Objective — Skip every line before the one containing "Can you find the grass", then copy that line and the rest of the entries below exactly, through the last line.

Entries provided —
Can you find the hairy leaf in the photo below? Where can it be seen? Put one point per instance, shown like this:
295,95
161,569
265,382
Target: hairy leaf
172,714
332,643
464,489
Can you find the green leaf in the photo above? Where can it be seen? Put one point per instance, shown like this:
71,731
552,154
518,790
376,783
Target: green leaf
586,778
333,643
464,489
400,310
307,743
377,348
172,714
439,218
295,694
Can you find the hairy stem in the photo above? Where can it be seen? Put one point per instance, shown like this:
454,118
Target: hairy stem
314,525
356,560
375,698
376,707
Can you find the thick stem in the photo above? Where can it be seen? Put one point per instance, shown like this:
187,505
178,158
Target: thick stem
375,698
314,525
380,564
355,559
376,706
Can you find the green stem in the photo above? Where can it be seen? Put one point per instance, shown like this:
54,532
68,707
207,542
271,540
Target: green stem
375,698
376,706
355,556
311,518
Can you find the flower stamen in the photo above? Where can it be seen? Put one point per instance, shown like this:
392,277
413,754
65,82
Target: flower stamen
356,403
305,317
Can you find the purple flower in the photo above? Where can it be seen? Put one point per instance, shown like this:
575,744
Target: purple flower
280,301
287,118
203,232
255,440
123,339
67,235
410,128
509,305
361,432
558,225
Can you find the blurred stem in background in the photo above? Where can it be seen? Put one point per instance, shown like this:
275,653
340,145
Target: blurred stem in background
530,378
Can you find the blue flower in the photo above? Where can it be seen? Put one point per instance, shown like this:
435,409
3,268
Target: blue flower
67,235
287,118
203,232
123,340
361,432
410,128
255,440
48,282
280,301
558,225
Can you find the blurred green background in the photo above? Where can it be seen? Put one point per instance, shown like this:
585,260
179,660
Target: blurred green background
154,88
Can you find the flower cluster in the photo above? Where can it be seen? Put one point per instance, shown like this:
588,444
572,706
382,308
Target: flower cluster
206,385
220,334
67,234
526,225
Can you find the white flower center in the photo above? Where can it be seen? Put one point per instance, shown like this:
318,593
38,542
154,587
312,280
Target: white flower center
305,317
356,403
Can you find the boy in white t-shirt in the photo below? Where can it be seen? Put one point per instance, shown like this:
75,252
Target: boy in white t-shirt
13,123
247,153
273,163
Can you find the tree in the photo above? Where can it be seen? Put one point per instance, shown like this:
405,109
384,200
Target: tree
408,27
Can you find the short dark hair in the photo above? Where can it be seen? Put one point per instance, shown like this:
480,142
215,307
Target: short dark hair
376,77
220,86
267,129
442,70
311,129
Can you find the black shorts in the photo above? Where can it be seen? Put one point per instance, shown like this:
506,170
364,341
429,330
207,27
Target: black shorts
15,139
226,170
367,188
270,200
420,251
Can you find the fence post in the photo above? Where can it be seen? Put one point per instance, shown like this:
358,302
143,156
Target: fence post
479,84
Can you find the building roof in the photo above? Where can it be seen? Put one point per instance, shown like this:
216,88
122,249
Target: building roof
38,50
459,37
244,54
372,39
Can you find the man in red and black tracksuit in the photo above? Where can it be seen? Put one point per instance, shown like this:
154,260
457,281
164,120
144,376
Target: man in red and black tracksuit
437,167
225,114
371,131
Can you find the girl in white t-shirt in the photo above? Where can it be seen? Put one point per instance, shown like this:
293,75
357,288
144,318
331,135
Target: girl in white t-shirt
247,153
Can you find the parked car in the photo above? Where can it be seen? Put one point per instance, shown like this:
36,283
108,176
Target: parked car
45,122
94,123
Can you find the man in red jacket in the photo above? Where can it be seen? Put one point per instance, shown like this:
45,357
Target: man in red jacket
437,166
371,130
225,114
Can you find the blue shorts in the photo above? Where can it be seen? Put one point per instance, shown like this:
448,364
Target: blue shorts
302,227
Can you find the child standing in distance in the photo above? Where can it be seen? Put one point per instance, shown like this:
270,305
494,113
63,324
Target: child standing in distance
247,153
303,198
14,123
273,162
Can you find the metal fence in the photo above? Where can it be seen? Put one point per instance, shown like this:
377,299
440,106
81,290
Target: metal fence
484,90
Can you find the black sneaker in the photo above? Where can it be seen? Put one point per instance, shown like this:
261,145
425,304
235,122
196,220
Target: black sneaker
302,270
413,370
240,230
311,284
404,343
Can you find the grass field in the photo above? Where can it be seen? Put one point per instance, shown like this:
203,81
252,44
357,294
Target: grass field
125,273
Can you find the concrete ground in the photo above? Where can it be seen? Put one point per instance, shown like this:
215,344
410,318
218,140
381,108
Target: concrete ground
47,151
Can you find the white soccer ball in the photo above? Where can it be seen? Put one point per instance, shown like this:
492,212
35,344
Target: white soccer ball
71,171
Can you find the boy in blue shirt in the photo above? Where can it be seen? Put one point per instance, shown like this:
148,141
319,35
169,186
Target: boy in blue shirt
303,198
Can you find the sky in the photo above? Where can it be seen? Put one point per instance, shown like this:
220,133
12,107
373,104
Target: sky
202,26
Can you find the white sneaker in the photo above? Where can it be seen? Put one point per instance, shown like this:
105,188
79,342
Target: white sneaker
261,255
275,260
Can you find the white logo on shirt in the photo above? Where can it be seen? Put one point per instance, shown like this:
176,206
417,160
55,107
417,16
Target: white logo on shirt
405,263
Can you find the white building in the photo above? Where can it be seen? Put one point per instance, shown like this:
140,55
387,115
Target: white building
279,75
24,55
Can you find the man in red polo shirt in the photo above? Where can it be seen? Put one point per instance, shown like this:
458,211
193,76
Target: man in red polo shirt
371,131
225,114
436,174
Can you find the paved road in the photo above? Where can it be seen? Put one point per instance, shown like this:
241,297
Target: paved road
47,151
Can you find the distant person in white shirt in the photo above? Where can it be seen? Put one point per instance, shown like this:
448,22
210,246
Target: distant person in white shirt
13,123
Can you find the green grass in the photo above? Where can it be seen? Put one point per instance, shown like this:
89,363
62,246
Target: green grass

The solution —
Can you find the grass field in the photo above? Where can it be seen? Put one point per instance, shown like this:
203,81
252,44
357,294
Target: grass field
125,273
Can you find the concrete ground in the photo above? Where can it be seen? Put one point per instance, shown like this:
215,344
410,318
218,140
381,108
Target: concrete ground
47,151
Can you find the white soccer ball in the photo above? Where can it be seen? Put one point per instance, shown like this:
492,212
35,344
Target: white soccer ball
71,171
Can you find the boy in blue shirt in the photo above? Where can it be seen? Put one point per instance, shown like this:
148,141
319,35
169,186
Target: boy in blue shirt
303,198
Can you find the sky in the photo above? Where can it be seen? Put one point per instance, shown like this:
220,133
12,107
373,104
Target: sky
202,26
Can you find the white sneaker in the photo above? Where can it be seen? Put one point per instance, shown like this:
105,188
79,342
Target: white sneaker
261,255
275,260
Can you find the white logo on shirt in the photo above? Where can it be seen? Put one point per instance, shown like this:
176,206
417,160
55,107
417,16
Target: white logo on shirt
405,263
Can you find the white building in the photo above? Where can it be seen? Put one point per instance, shown like this:
140,55
387,115
Target: white building
279,75
24,55
Can you find the man in red polo shirt in the photo above? Where can it be seen? Put one point per instance, shown like this:
458,211
193,76
Target: man in red polo shirt
371,131
225,114
436,174
Can you find the paved road in the photo above? Where can it be seen? Put one point per instance, shown like this:
241,297
Target: paved road
47,151
Can you find the distant person in white shirt in the photo above? Where can it be seen? Put one point per instance, shown like this:
448,22
210,246
Target: distant person in white shirt
13,123
Can you find the green grass in the photo above? Where can it be seen? Put one point per instance, shown like this:
89,363
62,246
Target: green grass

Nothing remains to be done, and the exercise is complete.